Okunacak bölüm.

+ + + +

Seçim öncesi gerek yurt içi gerekse de yurt dışındaki gelişmeler öyle bir noktaya geldi ki bu oylama 18 maddelik Anayasa değişikliği gündeminin kısmen dışına da taşarak hükümetin icraatlarının değerlendirilmesine, hatta daha da ötesine geçerek diyebiliriz ki adeta Cumhurbaşkanı Recep Tayyip Erdoğan’ın güven oylamasına dönüştü.

Daha önce bu sütunda kaleme aldığımız yazılarda anayasa değişikliği paketinin Türkiye’nin uzun yıllardır hasretini çektiği yeni bir anayasa değişikliği olmadığını fakat Türkiye’nin yönetim sisteminde 1982 Anayasası ile kurulan yapıda önemli bir değişiklik getirdiğini belirtmiştik.

2007 Yılında Cumhurbaşkanını halkın seçmesi uygulamasının başlaması ile birlikte yürütmede çift başlılık tehlikesinin belirdiğini ve bunun önlenebilmesi için bu veya buna benzer bir yapısal değişikliğin önemli olduğunu ve yeni taslak ile bu sorunun büyük ölçüde çözülebileceğini de ifade etmiştik.

+ + + +

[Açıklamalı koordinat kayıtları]
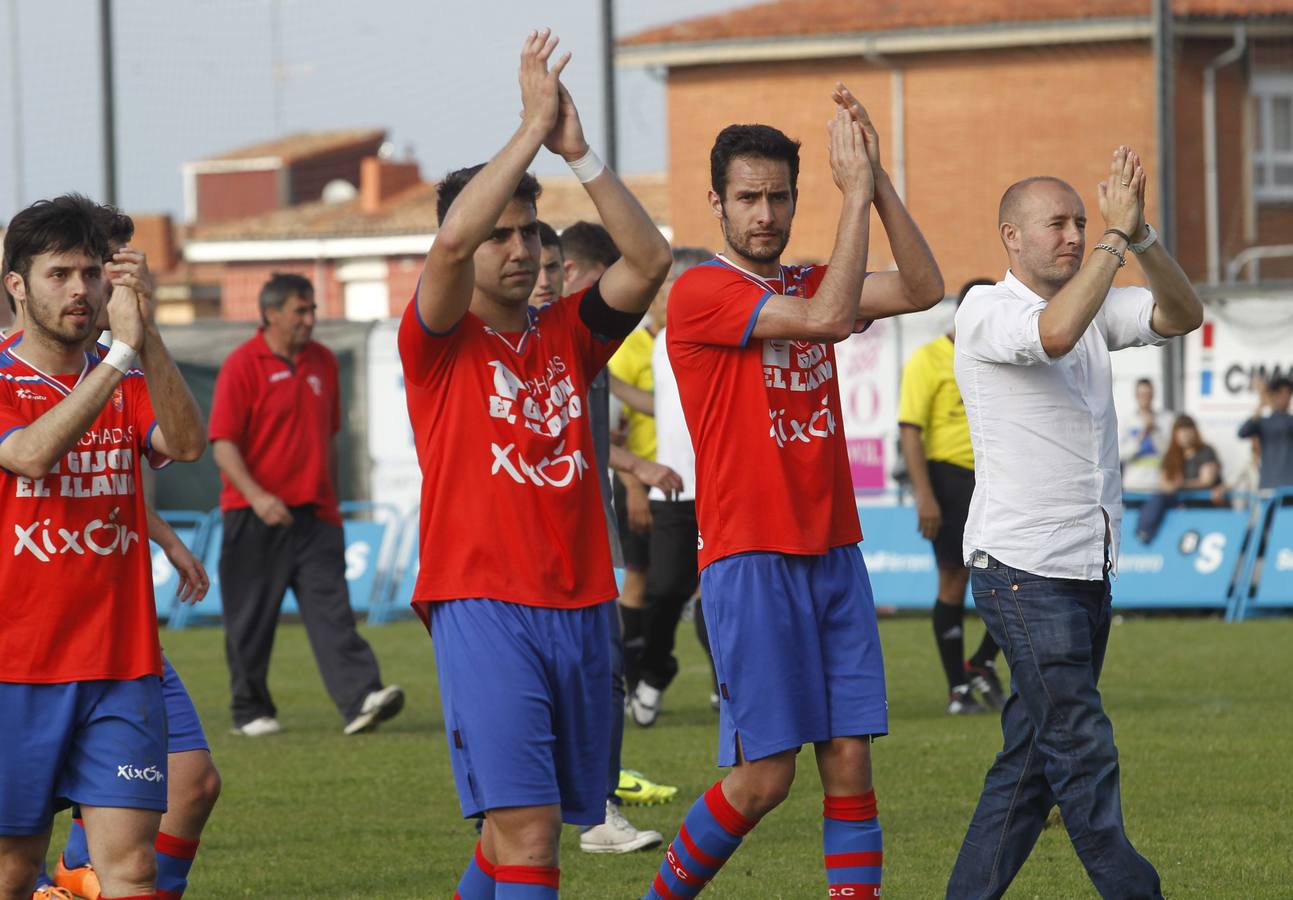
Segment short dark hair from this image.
[0,194,113,313]
[97,203,134,250]
[4,194,107,281]
[535,220,564,252]
[436,163,543,225]
[957,278,997,306]
[561,222,619,269]
[710,125,799,199]
[260,272,314,322]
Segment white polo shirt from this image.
[648,328,696,500]
[956,272,1168,581]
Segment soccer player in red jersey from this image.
[0,218,220,900]
[0,197,206,900]
[400,30,670,900]
[647,84,943,900]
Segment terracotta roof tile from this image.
[187,173,668,242]
[199,128,387,163]
[619,0,1293,47]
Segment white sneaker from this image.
[234,715,283,737]
[341,684,403,734]
[579,800,665,853]
[628,681,659,728]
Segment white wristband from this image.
[566,147,606,185]
[103,340,140,375]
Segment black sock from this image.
[934,600,967,689]
[970,628,1001,666]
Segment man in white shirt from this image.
[946,146,1202,900]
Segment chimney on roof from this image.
[359,156,422,216]
[131,213,180,272]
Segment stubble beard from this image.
[719,215,790,263]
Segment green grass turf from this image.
[57,618,1293,900]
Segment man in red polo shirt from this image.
[211,273,403,737]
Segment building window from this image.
[1253,71,1293,202]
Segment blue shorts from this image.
[701,546,888,766]
[0,675,167,835]
[162,653,211,753]
[429,599,614,825]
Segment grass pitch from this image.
[52,618,1293,900]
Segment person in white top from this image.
[946,146,1202,900]
[628,247,718,727]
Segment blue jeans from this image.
[946,555,1162,900]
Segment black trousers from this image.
[220,506,381,727]
[639,500,709,691]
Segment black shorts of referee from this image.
[928,460,974,569]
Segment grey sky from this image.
[0,0,747,220]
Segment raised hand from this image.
[105,247,156,323]
[826,107,875,200]
[830,81,881,176]
[107,284,144,350]
[520,28,570,139]
[1099,145,1147,238]
[543,81,588,162]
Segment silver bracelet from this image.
[103,340,140,375]
[566,147,606,185]
[1095,243,1127,269]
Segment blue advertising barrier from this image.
[149,509,211,622]
[1112,507,1249,609]
[171,500,400,628]
[369,509,419,625]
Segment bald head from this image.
[997,175,1077,225]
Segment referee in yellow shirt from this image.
[897,279,1006,715]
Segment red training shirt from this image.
[400,291,622,619]
[0,332,168,684]
[209,328,341,525]
[665,257,862,569]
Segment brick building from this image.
[618,0,1293,290]
[175,132,667,321]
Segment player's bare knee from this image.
[0,852,40,900]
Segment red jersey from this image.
[665,257,862,569]
[400,292,622,618]
[0,335,167,684]
[208,330,341,525]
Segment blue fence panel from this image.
[172,502,398,628]
[1113,507,1249,609]
[857,506,939,609]
[149,511,208,622]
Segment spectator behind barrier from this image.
[1135,415,1226,543]
[1118,378,1171,491]
[1239,376,1293,490]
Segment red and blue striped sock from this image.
[63,819,89,869]
[643,781,758,900]
[153,831,198,900]
[494,865,561,900]
[454,841,495,900]
[821,790,884,897]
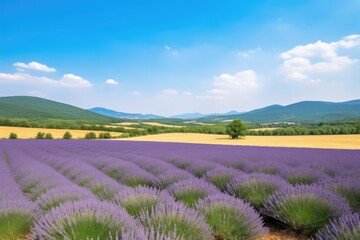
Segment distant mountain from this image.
[200,100,360,123]
[89,107,164,119]
[0,96,114,122]
[170,111,240,120]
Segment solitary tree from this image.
[63,131,72,139]
[45,133,54,139]
[85,132,96,139]
[226,120,246,139]
[9,133,17,139]
[35,132,45,139]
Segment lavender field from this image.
[0,140,360,240]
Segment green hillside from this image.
[200,100,360,123]
[0,96,114,122]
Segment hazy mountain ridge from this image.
[88,107,164,119]
[0,96,114,122]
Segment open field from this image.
[0,140,360,240]
[143,122,184,128]
[117,133,360,149]
[0,126,122,139]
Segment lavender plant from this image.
[114,187,174,217]
[227,173,289,209]
[167,179,219,207]
[31,199,143,240]
[140,203,214,240]
[315,213,360,240]
[196,194,267,240]
[261,185,350,233]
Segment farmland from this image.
[0,126,121,139]
[0,140,360,240]
[119,133,360,149]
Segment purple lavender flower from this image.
[36,185,95,212]
[0,199,37,239]
[227,173,289,209]
[31,199,144,240]
[261,185,351,233]
[322,177,360,213]
[196,194,267,240]
[114,187,174,217]
[140,203,214,240]
[167,179,219,207]
[205,167,245,191]
[155,168,194,189]
[315,213,360,240]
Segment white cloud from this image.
[237,48,261,58]
[197,70,260,100]
[280,35,360,82]
[131,90,141,96]
[164,45,179,56]
[0,73,92,88]
[13,62,56,72]
[213,70,259,91]
[105,79,119,85]
[58,73,92,88]
[162,89,178,96]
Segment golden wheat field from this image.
[0,127,121,139]
[119,133,360,149]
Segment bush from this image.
[140,203,213,240]
[226,120,246,139]
[196,194,267,240]
[45,133,54,139]
[85,132,96,139]
[315,213,360,240]
[35,132,45,139]
[99,132,111,139]
[261,185,351,233]
[9,133,17,139]
[32,199,143,239]
[63,131,72,139]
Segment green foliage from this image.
[0,212,33,240]
[173,188,206,207]
[226,120,246,139]
[0,96,115,122]
[278,195,333,233]
[63,131,72,139]
[85,132,96,139]
[35,132,45,139]
[203,203,257,240]
[45,133,54,139]
[54,218,121,240]
[99,132,111,139]
[120,194,158,217]
[9,133,17,139]
[232,179,278,209]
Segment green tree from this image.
[63,131,72,139]
[85,132,96,139]
[99,132,111,139]
[45,133,54,139]
[226,120,246,139]
[35,132,45,139]
[9,133,17,139]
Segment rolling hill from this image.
[200,100,360,123]
[0,96,114,122]
[89,107,164,119]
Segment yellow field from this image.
[0,127,122,139]
[119,133,360,149]
[143,122,184,128]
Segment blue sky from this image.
[0,0,360,116]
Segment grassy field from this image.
[119,133,360,149]
[0,127,121,139]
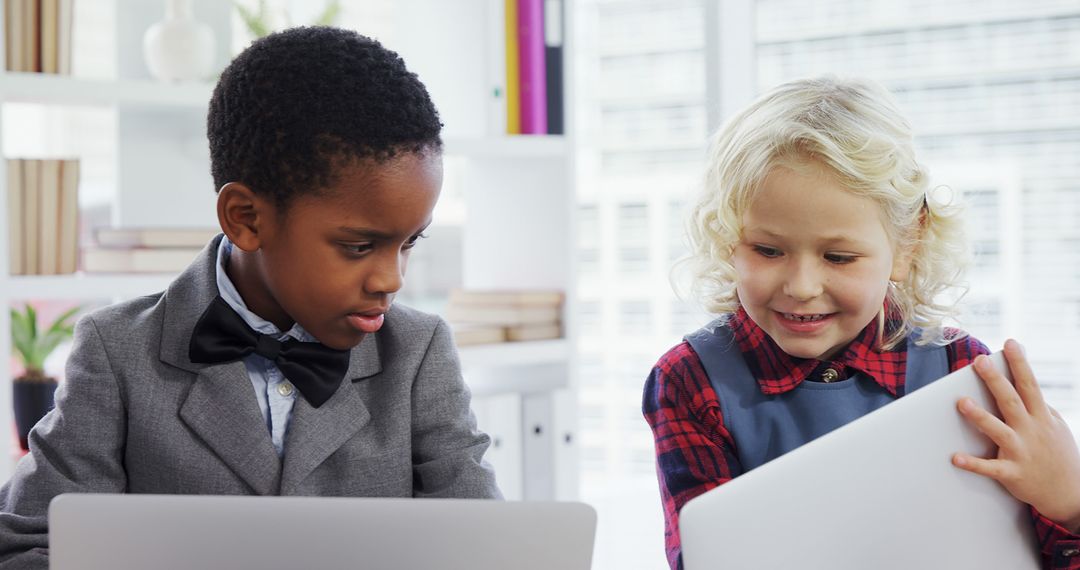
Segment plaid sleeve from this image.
[947,337,1080,570]
[642,342,742,570]
[1031,507,1080,570]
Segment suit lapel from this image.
[281,335,382,494]
[161,235,281,494]
[180,362,281,494]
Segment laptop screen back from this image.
[49,494,596,570]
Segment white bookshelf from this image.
[0,72,214,110]
[0,0,577,499]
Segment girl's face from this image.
[733,164,909,361]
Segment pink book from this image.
[517,0,548,135]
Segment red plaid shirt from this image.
[643,310,1080,570]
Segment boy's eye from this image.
[402,233,428,249]
[341,242,373,255]
[825,254,855,266]
[754,245,782,257]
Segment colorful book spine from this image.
[543,0,566,135]
[504,0,522,135]
[517,0,548,135]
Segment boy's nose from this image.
[364,254,406,295]
[784,262,824,301]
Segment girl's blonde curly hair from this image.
[681,77,968,350]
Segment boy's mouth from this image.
[346,311,386,333]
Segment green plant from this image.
[232,0,341,38]
[11,303,81,381]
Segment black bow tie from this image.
[188,296,349,408]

+ + + +

Yapılacak işler.
- A) Anayasa değişikliği yazısında "Seçim öncesi gerek" ifadesinden başlayıp "güven oylamasına dönüştü." ifadesine kadar uzanan her şeyi lütfen hiç değiştirmeden yazın.
- B) Anayasa değişikliği yazısını, gösterilen son cümlenin ardından sürdürün.

Görev çıktıları.
- A)
Seçim öncesi gerek yurt içi gerekse de yurt dışındaki gelişmeler öyle bir noktaya geldi ki bu oylama 18 maddelik Anayasa değişikliği gündeminin kısmen dışına da taşarak hükümetin icraatlarının değerlendirilmesine, hatta daha da ötesine geçerek diyebiliriz ki adeta Cumhurbaşkanı Recep Tayyip Erdoğan’ın güven oylamasına dönüştü.

- B)
Ayrıca Anayasa değişikliklerinin genelde olağanüstü dönemlerde yapıldığı ülkemizde ilk defa bu çaplı bir değişikliğin sivil bir inisiyatifle ve özgür bir ortamda yapılan referandumla kararlaştırılmasını da yine Türk siyasi tarihi açısından çok önemli bir gelişme olarak görmekteydik.

Seçim sonrası tartışmaları

Böylesi önemli bir olay halkın büyük bir katılımıyla sonuçlandırılmış oldu. Gerçi seçim sırasında YSK’nın aldığı bir karar çerçevesinde seçimin meşruiyyeti üzerinde bir tartışma başladı. Bu tartışma mahiyeti itibariyle çok önemli olmasa da iç ve dış muhalif çevrelerin olayı büyütmeye çalışması ile belli bir düzeye vardı.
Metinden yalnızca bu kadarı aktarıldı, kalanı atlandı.